Update the material below by changing every "gray hair" to "silver hair" and leaving everything else the same.

....

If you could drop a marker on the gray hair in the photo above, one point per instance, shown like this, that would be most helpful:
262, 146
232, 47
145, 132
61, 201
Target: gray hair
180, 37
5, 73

....

• _OUTPUT FOR THIS TASK_:
If you could drop a marker on the silver hair in the photo above, one point per instance, shown like this, that would be most helpful:
262, 146
232, 47
145, 132
61, 201
Target: silver hair
180, 37
5, 73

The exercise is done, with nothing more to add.